Ganhou as manchetes jornalísticas a discussão da PEC-135 que estabelece a auditabilidade das urnas eletrônicas, mediante a impressão do voto. Como tudo que o presidente Bolsonaro defende vira alvo imediato de crítica de seus opositores, que há muito largaram a lógica e o bom senso para trás, é preciso gastar um tantinho de espaço para explicar 2+2=4. Paciência.
Vamos lá. Como previsto para as próximas eleições, repetindo o sistema de 2018, o sistema funciona assim: O eleitor acessa a urna, escolhe seu candidato, tecla o número correspondente, reconhece-o na foto que aparece na tela e aperta CONFIRMA. Pronto. O sujeito vai pra casa e aguarda o resultado. O TSE pega a coisa toda, contabiliza e anuncia o vencedor. Fácil e rápido. Mas, pergunta-se qualquer cidadão lúcido, será que aquele resultado corresponde aos votos efetivamente dados aos candidatos? Lascou. Não tem como saber. É confiar no Sistema e pronto.
Pois é. Não é de agora que o povo e muitos parlamentares suspeitam do Sistema. Quem garante que entre a votação e a proclamação dos resultados o sistema é infalível, 100% seguro e absolutamente defeso à fraude? Segundo o presidente do Tribunal Superior Eleitoral – TSE, quem garante é ele mesmo. Há quem ache pouco e há quem, como eu, não confie nadinha nele. Queremos auditabilidade, transparência.
Lembremos que o sistema que o TSE julga infalível e moderno, tanto que no mundo inteiro apenas 3 países o utilizam e nenhum país sério sequer cogita utilizar, já foi alterado em Lei anterior julgada inconstitucional pelo STF, forçando o que agora está em curso que é a votação do relatório da PEC 135. Mas, o que pretende a nova proposta? Explico.
Quer acabar com o voto eletrônico? Não. Continua do jeito que é hoje em dia. Quer um “canhoto” do voto para o eleitor levar pra casa? Não. O eleitor nem toca no voto impresso. Quer o quê? Quer que o voto seja impresso, que você verifique se “bate” com seu voto eletrônico, que caia em uma urna física e fique lá aguardando o final da votação para apuração que será feita na própria seção eleitoral, sob as vistas dos interessados – eleitores, partidos e justiça eleitoral. Ao cabo, a totalização das urnas físicas tem que coincidir com a totalização eletrônica do TSE. Simples.
Trocando em miúdos, em termos de segurança para o eleitor é a diferença entre passar o cartão em uma compra com ou sem emissão do recibo. Ou, em outro caso, é como você jogar na loteria e receber o bilhete com os números do jogo ou ir pra casa sem nada e aguardar um telefonema da Caixa dizendo que você ganhou. Simples assim. Uma versão bem humorada, imperdível, mostrando perfeitamente a diferença você pode ver AQUI.
Pois bem. Quem se insurge contra o voto auditável? Ora, por óbvio, só pode ser quem pretende manter o segredo da apuração e, com ele, o poder do contador dos votos, o que faz lembrar o genocida comunista (desculpem o pleonasmo) Joseph Stalin, que se preocupava mesmo era com quem contava os votos e não dava a mínima para os eleitores.

> REGISTROS LISTADOS
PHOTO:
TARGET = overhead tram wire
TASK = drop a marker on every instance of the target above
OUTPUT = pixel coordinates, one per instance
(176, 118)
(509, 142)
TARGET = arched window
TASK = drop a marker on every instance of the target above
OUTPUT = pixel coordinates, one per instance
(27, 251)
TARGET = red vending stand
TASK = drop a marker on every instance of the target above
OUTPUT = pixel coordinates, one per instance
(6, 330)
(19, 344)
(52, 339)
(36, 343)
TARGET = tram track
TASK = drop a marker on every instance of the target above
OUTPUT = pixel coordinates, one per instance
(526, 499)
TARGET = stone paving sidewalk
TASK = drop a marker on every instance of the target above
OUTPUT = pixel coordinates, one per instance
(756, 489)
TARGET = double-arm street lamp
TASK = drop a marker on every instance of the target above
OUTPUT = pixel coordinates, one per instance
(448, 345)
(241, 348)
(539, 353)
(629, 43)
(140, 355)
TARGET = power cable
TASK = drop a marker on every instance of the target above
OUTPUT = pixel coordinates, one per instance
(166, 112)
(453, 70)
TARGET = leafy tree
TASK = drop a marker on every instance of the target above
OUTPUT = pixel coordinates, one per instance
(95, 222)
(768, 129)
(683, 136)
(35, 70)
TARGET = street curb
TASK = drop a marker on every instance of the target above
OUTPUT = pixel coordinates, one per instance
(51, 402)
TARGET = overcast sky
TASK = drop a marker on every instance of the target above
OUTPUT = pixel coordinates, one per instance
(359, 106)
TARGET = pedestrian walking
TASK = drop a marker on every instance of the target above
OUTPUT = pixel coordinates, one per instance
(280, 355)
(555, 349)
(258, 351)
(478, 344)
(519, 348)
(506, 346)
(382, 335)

---

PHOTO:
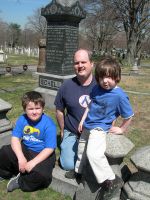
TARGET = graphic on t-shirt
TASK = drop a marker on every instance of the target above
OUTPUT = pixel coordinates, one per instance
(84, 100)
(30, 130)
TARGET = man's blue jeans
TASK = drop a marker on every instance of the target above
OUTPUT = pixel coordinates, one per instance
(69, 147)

---

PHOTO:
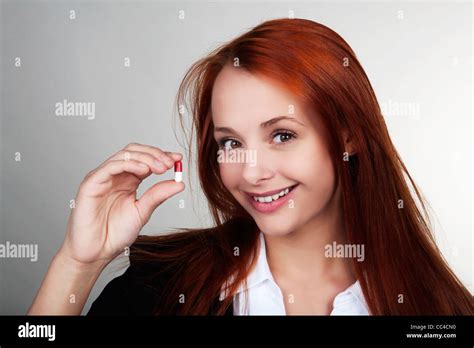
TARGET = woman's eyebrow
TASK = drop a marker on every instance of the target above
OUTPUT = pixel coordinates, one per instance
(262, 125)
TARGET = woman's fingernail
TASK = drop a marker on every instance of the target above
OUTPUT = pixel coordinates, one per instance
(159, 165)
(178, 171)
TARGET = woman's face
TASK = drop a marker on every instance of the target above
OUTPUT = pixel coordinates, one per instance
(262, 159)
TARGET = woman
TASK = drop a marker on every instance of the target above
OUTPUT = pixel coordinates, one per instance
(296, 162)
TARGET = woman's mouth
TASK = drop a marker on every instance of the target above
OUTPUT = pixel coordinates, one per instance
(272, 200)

> TAREFAS A REALIZAR
A. Transcreva um trecho do texto sobre o voto impresso, começando nas palavras "Vamos lá. Como" e parando logo após "Sistema e pronto.".
B. Prossiga o texto sobre o voto impresso e a auditabilidade das urnas eletrônicas a partir da última frase apresentada.

> RESULTADOS EM ORDEM
A.
Vamos lá. Como previsto para as próximas eleições, repetindo o sistema de 2018, o sistema funciona assim: O eleitor acessa a urna, escolhe seu candidato, tecla o número correspondente, reconhece-o na foto que aparece na tela e aperta CONFIRMA. Pronto. O sujeito vai pra casa e aguarda o resultado. O TSE pega a coisa toda, contabiliza e anuncia o vencedor. Fácil e rápido. Mas, pergunta-se qualquer cidadão lúcido, será que aquele resultado corresponde aos votos efetivamente dados aos candidatos? Lascou. Não tem como saber. É confiar no Sistema e pronto.

B.
Explícito e contundente na defesa do voto auditável, o presidente Bolsonaro vem sendo bombardeado. Nos últimos dias afirmou que, sem a mudança no sistema eleitoral, as eleições certamente serão fraudadas. Diz isso observando os esforços judiciais e midiáticos em restaurar para as eleições o ladrão-solto. Não duvido nada. Quando Zé Dirceu disse em entrevista ao jornal El País, que tomaria o poder e isso não tinha a ver com ganhar as eleições, não estava falando de anjos brincando nas nuvens.
O sistema de votação tomou importância gravíssima no debate público. O troço chegou ao ponto de ministros do STF procurarem, na Câmara dos Deputados, enterrar a PEC antes que fosse levada ao plenário em um verdadeiro estupro da independência entre os poderes da república. Antes, o Ministro Barroso cometeu barrosidades em campanha midiática de fazer um homem honesto corar de vergonha em francês, inglês e espanhol. Curiosamente, alguns deputados e senadores que antes se pronunciaram pelo voto auditável, repentinamente se viraram contra. Nem ouso especular sobre as nobres razões da mudança de posição.
Mediante a postura truculenta do TSE/STF, a questão vem tomando corpo e feições de conflito grave. Já nesta quarta-feira, Bolsonaro disse que nas eleições de 2014 Aécio Neves foi eleito e, ontem, disse que sem a garantia de eleições limpas poderá nem haver o pleito. O ex-candidato tucano, cuja longa cauda está presa em nó cego no STF, correu para desdizer o que dissera antes. Hoje tem plena confiança nas urnas. Talvez porque o TSE apurou que o TSE nunca erra. Para essa gente, tudo ao Rei é tudo mesmo, inclusive a honra, desde que suas penas sejam anuladas ou seus crimes prescrevam, como já é de costume na alta (?) Corte do país.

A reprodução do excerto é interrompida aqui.